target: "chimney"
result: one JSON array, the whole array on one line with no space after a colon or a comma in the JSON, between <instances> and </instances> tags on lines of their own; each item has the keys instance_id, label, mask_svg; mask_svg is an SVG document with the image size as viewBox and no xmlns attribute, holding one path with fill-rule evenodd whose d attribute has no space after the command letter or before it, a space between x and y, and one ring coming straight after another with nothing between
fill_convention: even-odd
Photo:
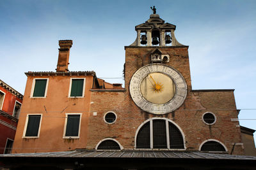
<instances>
[{"instance_id":1,"label":"chimney","mask_svg":"<svg viewBox=\"0 0 256 170\"><path fill-rule=\"evenodd\" d=\"M59 58L58 59L57 72L68 71L69 50L73 44L72 40L59 41Z\"/></svg>"}]
</instances>

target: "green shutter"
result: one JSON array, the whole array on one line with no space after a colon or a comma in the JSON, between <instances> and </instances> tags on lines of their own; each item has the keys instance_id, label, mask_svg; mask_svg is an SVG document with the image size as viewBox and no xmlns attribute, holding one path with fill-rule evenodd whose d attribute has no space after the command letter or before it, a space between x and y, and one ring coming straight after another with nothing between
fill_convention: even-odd
<instances>
[{"instance_id":1,"label":"green shutter","mask_svg":"<svg viewBox=\"0 0 256 170\"><path fill-rule=\"evenodd\" d=\"M44 97L47 80L36 80L33 97Z\"/></svg>"},{"instance_id":2,"label":"green shutter","mask_svg":"<svg viewBox=\"0 0 256 170\"><path fill-rule=\"evenodd\" d=\"M78 136L80 115L68 115L65 136Z\"/></svg>"},{"instance_id":3,"label":"green shutter","mask_svg":"<svg viewBox=\"0 0 256 170\"><path fill-rule=\"evenodd\" d=\"M70 97L83 96L84 79L72 79Z\"/></svg>"},{"instance_id":4,"label":"green shutter","mask_svg":"<svg viewBox=\"0 0 256 170\"><path fill-rule=\"evenodd\" d=\"M26 136L37 136L41 115L29 115Z\"/></svg>"}]
</instances>

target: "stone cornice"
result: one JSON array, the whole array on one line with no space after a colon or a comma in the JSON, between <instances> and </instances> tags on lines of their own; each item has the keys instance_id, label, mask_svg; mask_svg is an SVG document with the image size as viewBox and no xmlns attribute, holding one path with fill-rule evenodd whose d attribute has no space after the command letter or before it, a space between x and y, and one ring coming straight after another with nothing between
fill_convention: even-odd
<instances>
[{"instance_id":1,"label":"stone cornice","mask_svg":"<svg viewBox=\"0 0 256 170\"><path fill-rule=\"evenodd\" d=\"M235 89L204 89L204 90L192 90L192 92L234 92Z\"/></svg>"},{"instance_id":2,"label":"stone cornice","mask_svg":"<svg viewBox=\"0 0 256 170\"><path fill-rule=\"evenodd\" d=\"M2 115L4 117L6 117L15 122L18 122L18 118L13 117L13 116L11 116L10 115L9 115L8 113L6 113L5 111L1 110L0 110L0 115Z\"/></svg>"}]
</instances>

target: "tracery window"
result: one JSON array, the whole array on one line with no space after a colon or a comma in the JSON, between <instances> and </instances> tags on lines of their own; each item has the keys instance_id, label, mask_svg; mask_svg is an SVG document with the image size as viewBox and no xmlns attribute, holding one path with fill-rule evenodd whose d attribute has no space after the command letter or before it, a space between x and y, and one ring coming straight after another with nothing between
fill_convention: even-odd
<instances>
[{"instance_id":1,"label":"tracery window","mask_svg":"<svg viewBox=\"0 0 256 170\"><path fill-rule=\"evenodd\" d=\"M220 142L209 140L204 143L201 147L200 151L204 152L226 152L227 150L224 146Z\"/></svg>"},{"instance_id":2,"label":"tracery window","mask_svg":"<svg viewBox=\"0 0 256 170\"><path fill-rule=\"evenodd\" d=\"M184 137L180 129L167 119L154 118L138 129L136 148L184 149Z\"/></svg>"}]
</instances>

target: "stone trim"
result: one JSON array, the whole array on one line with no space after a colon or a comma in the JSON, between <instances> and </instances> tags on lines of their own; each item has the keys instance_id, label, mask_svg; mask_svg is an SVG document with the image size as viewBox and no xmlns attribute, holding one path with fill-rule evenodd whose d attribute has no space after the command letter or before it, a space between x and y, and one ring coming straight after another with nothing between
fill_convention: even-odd
<instances>
[{"instance_id":1,"label":"stone trim","mask_svg":"<svg viewBox=\"0 0 256 170\"><path fill-rule=\"evenodd\" d=\"M182 46L125 46L124 50L127 48L189 48L188 45Z\"/></svg>"},{"instance_id":2,"label":"stone trim","mask_svg":"<svg viewBox=\"0 0 256 170\"><path fill-rule=\"evenodd\" d=\"M204 89L204 90L191 90L192 92L234 92L235 89Z\"/></svg>"},{"instance_id":3,"label":"stone trim","mask_svg":"<svg viewBox=\"0 0 256 170\"><path fill-rule=\"evenodd\" d=\"M8 113L6 113L5 111L3 111L3 110L0 110L0 115L6 117L15 122L18 122L18 120L19 120L18 118L13 117L13 116L9 115Z\"/></svg>"},{"instance_id":4,"label":"stone trim","mask_svg":"<svg viewBox=\"0 0 256 170\"><path fill-rule=\"evenodd\" d=\"M126 89L91 89L90 90L91 92L126 92Z\"/></svg>"}]
</instances>

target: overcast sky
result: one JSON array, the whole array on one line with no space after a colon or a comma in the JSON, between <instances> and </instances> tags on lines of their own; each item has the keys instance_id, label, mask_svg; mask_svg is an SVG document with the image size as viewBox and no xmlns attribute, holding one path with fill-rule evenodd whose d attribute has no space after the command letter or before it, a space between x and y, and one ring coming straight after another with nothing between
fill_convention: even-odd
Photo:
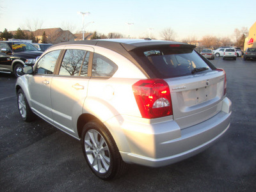
<instances>
[{"instance_id":1,"label":"overcast sky","mask_svg":"<svg viewBox=\"0 0 256 192\"><path fill-rule=\"evenodd\" d=\"M161 38L160 33L171 28L180 40L205 35L232 38L236 28L249 29L256 22L255 8L255 0L0 0L0 31L28 29L28 22L38 22L43 29L68 26L75 33L82 27L77 12L90 12L84 17L87 31L126 36L129 31L134 38L150 33Z\"/></svg>"}]
</instances>

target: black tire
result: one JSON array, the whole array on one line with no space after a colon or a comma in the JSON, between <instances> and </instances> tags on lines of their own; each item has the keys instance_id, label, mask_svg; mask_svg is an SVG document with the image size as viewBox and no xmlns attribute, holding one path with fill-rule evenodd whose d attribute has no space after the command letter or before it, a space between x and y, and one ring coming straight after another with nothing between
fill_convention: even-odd
<instances>
[{"instance_id":1,"label":"black tire","mask_svg":"<svg viewBox=\"0 0 256 192\"><path fill-rule=\"evenodd\" d=\"M20 77L24 75L22 72L23 65L20 63L16 64L13 68L13 74L16 77Z\"/></svg>"},{"instance_id":2,"label":"black tire","mask_svg":"<svg viewBox=\"0 0 256 192\"><path fill-rule=\"evenodd\" d=\"M24 122L30 122L35 120L36 115L28 104L25 94L21 89L17 92L17 104L20 115Z\"/></svg>"},{"instance_id":3,"label":"black tire","mask_svg":"<svg viewBox=\"0 0 256 192\"><path fill-rule=\"evenodd\" d=\"M96 120L87 123L81 141L87 164L98 177L110 180L125 172L127 164L122 159L111 134L103 124Z\"/></svg>"}]
</instances>

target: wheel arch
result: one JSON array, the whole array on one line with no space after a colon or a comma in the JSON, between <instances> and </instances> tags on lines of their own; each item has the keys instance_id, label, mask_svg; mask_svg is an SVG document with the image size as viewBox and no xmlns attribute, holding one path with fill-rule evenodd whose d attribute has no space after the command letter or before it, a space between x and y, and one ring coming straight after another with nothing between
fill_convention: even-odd
<instances>
[{"instance_id":1,"label":"wheel arch","mask_svg":"<svg viewBox=\"0 0 256 192\"><path fill-rule=\"evenodd\" d=\"M24 66L26 64L25 63L21 60L15 60L14 61L12 61L12 68L11 68L11 70L12 72L13 72L14 70L14 67L15 67L16 65L17 64L21 64L23 66Z\"/></svg>"}]
</instances>

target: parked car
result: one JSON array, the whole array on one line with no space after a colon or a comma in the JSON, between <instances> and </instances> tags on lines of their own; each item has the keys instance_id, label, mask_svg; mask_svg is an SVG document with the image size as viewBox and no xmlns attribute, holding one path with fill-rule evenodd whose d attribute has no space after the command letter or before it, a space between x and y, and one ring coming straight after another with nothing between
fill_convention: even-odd
<instances>
[{"instance_id":1,"label":"parked car","mask_svg":"<svg viewBox=\"0 0 256 192\"><path fill-rule=\"evenodd\" d=\"M181 161L218 140L232 111L225 71L195 47L149 39L54 45L17 79L20 116L36 115L79 140L102 179L127 164Z\"/></svg>"},{"instance_id":2,"label":"parked car","mask_svg":"<svg viewBox=\"0 0 256 192\"><path fill-rule=\"evenodd\" d=\"M231 58L236 60L237 54L235 48L226 48L223 52L223 60L227 58Z\"/></svg>"},{"instance_id":3,"label":"parked car","mask_svg":"<svg viewBox=\"0 0 256 192\"><path fill-rule=\"evenodd\" d=\"M50 44L32 44L32 45L38 51L45 51L49 47L52 45Z\"/></svg>"},{"instance_id":4,"label":"parked car","mask_svg":"<svg viewBox=\"0 0 256 192\"><path fill-rule=\"evenodd\" d=\"M17 77L23 75L24 65L33 65L43 53L31 44L20 42L0 42L0 71L13 73Z\"/></svg>"},{"instance_id":5,"label":"parked car","mask_svg":"<svg viewBox=\"0 0 256 192\"><path fill-rule=\"evenodd\" d=\"M236 49L236 56L237 57L241 57L243 56L243 52L241 49Z\"/></svg>"},{"instance_id":6,"label":"parked car","mask_svg":"<svg viewBox=\"0 0 256 192\"><path fill-rule=\"evenodd\" d=\"M256 59L256 48L247 48L243 56L244 60Z\"/></svg>"},{"instance_id":7,"label":"parked car","mask_svg":"<svg viewBox=\"0 0 256 192\"><path fill-rule=\"evenodd\" d=\"M223 56L225 48L219 48L216 50L214 50L213 52L214 53L216 57Z\"/></svg>"},{"instance_id":8,"label":"parked car","mask_svg":"<svg viewBox=\"0 0 256 192\"><path fill-rule=\"evenodd\" d=\"M200 54L204 56L205 58L214 60L214 53L211 49L203 49Z\"/></svg>"}]
</instances>

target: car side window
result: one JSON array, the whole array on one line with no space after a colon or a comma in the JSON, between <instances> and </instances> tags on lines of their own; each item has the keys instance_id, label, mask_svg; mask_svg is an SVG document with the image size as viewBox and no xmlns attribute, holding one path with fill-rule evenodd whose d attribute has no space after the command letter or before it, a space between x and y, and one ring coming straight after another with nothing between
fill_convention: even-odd
<instances>
[{"instance_id":1,"label":"car side window","mask_svg":"<svg viewBox=\"0 0 256 192\"><path fill-rule=\"evenodd\" d=\"M109 59L97 53L93 54L92 76L111 77L117 69L117 65Z\"/></svg>"},{"instance_id":2,"label":"car side window","mask_svg":"<svg viewBox=\"0 0 256 192\"><path fill-rule=\"evenodd\" d=\"M90 52L84 50L67 50L60 67L59 75L87 76Z\"/></svg>"},{"instance_id":3,"label":"car side window","mask_svg":"<svg viewBox=\"0 0 256 192\"><path fill-rule=\"evenodd\" d=\"M52 74L61 50L56 50L45 54L37 63L35 74Z\"/></svg>"}]
</instances>

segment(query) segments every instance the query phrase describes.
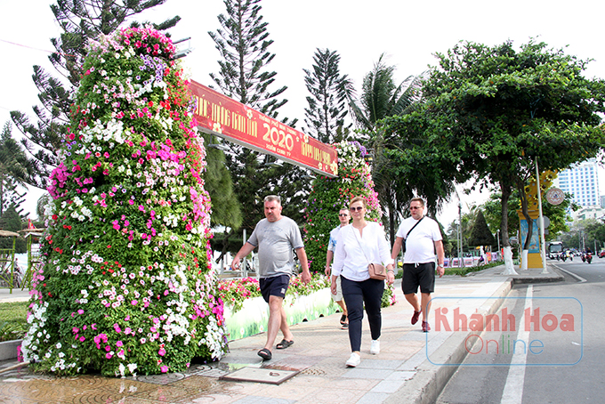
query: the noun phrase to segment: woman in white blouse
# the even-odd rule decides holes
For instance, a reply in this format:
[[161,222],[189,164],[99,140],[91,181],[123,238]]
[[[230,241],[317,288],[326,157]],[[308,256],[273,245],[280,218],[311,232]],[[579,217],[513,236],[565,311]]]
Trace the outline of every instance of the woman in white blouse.
[[349,311],[349,340],[351,358],[348,367],[355,368],[361,361],[361,320],[366,305],[370,324],[372,344],[370,353],[380,352],[382,318],[380,308],[384,291],[384,281],[370,279],[369,263],[382,263],[387,267],[387,282],[395,281],[391,248],[384,237],[384,230],[375,222],[366,222],[366,199],[355,197],[349,209],[353,222],[341,229],[332,267],[332,293],[336,291],[336,279],[341,277],[343,296]]

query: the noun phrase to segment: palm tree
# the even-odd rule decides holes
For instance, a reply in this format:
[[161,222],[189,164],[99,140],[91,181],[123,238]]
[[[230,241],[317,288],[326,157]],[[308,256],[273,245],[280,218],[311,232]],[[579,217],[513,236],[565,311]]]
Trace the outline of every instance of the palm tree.
[[9,182],[25,186],[36,175],[36,164],[11,133],[11,123],[6,122],[0,135],[0,215],[4,213],[6,195],[4,190]]
[[384,53],[380,55],[374,69],[363,79],[361,96],[355,100],[349,93],[349,105],[357,126],[366,139],[367,149],[372,150],[372,178],[380,203],[385,207],[385,222],[388,222],[391,243],[395,240],[396,222],[407,201],[413,197],[407,190],[395,186],[391,162],[384,155],[385,149],[397,145],[397,139],[387,136],[381,130],[380,121],[394,115],[410,112],[420,100],[422,75],[410,76],[397,85],[393,78],[394,66],[387,66]]

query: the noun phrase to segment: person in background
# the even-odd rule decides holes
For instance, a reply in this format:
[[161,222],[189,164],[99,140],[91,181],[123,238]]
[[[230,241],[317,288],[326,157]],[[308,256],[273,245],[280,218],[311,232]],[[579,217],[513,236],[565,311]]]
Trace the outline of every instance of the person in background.
[[[411,216],[404,220],[397,230],[391,256],[396,259],[401,246],[405,243],[401,288],[406,300],[414,307],[412,324],[418,322],[422,313],[423,331],[428,333],[431,330],[429,325],[431,294],[435,291],[435,257],[437,272],[441,278],[445,273],[443,268],[445,253],[439,224],[430,217],[424,216],[423,198],[412,198],[409,211]],[[416,297],[418,287],[421,293],[420,303]]]
[[372,344],[370,353],[380,353],[382,327],[381,305],[384,280],[370,278],[367,265],[383,263],[387,268],[387,282],[392,285],[395,274],[390,255],[389,243],[383,227],[375,222],[366,222],[367,205],[361,197],[351,199],[349,210],[353,218],[350,226],[341,228],[332,266],[332,294],[336,293],[336,279],[341,278],[343,296],[349,312],[349,341],[351,357],[346,366],[357,367],[361,362],[361,321],[366,306],[370,325]]
[[286,349],[294,343],[283,305],[290,277],[294,274],[293,250],[296,251],[301,263],[302,282],[307,284],[311,281],[301,230],[294,221],[281,214],[281,210],[279,197],[270,195],[264,198],[265,219],[256,223],[250,238],[231,263],[231,268],[238,270],[242,258],[258,246],[259,286],[262,298],[269,303],[267,342],[258,351],[258,356],[265,360],[272,358],[271,349],[278,330],[281,330],[284,338],[276,348]]
[[[349,221],[351,220],[351,214],[349,209],[341,209],[338,212],[338,220],[341,224],[337,228],[330,231],[330,241],[327,243],[327,254],[326,255],[326,276],[330,276],[331,269],[330,264],[332,263],[332,258],[334,258],[334,250],[336,248],[336,240],[338,239],[338,232],[341,228],[349,225]],[[343,329],[349,328],[349,320],[347,319],[347,306],[343,300],[343,287],[341,283],[341,279],[336,279],[336,293],[332,295],[332,300],[334,300],[336,304],[338,304],[342,311],[343,315],[341,316],[341,326]]]

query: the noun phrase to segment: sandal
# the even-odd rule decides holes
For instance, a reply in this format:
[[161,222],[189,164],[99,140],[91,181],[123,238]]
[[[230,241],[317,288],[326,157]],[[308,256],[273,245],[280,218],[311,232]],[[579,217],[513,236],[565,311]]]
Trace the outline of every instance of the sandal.
[[281,343],[276,345],[276,348],[278,350],[285,350],[288,346],[292,345],[294,343],[294,341],[286,341],[285,339],[283,339],[281,340]]
[[261,351],[259,351],[258,356],[262,358],[263,360],[269,360],[273,357],[273,355],[271,355],[271,351],[267,348],[262,348]]

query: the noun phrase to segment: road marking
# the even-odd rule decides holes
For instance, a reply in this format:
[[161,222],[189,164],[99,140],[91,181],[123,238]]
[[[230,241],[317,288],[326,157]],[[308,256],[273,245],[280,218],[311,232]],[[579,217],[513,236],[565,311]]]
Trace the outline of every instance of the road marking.
[[570,271],[569,271],[568,270],[564,270],[564,269],[562,269],[561,267],[559,267],[559,266],[557,267],[557,269],[562,271],[565,272],[565,273],[567,273],[567,274],[569,275],[571,278],[576,278],[579,283],[587,282],[587,280],[585,279],[584,278],[582,278],[581,276],[579,276],[579,275],[577,275],[577,274],[576,274],[576,273],[570,272]]
[[[520,341],[529,341],[529,331],[526,331],[521,324],[525,324],[525,312],[531,312],[531,298],[534,294],[533,285],[528,287],[528,291],[525,295],[525,307],[523,308],[523,316],[519,323],[519,332],[517,333],[517,339]],[[506,384],[504,390],[502,392],[502,400],[500,404],[518,404],[521,402],[523,398],[523,383],[525,382],[525,365],[528,360],[528,351],[526,350],[516,351],[512,354],[511,360],[511,366],[508,368],[508,376],[506,376]]]

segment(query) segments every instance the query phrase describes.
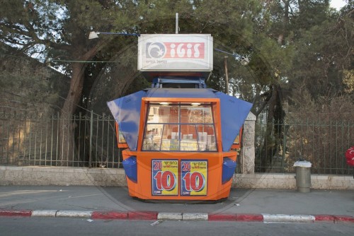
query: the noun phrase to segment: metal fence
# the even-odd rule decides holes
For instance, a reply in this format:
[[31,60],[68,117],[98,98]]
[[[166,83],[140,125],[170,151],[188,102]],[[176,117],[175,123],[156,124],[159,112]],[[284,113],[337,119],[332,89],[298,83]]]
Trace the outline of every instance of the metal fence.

__________

• _Required work_: Please gather every line of the data above that contains the string "phrase", and copy each one in full.

• _Answer to the exercise_:
segment(query) segments every instance the query phrase describes.
query: the noun phrase to segment: woman in white blouse
query: the noun phrase to segment: palm tree
query: the noun phrase to segment: person in background
query: the noun phrase to segment: sandal
query: the noun phrase to segment: road marking
segment(query) segments every instance the query phrase describes.
query: the noun phrase to segment: metal fence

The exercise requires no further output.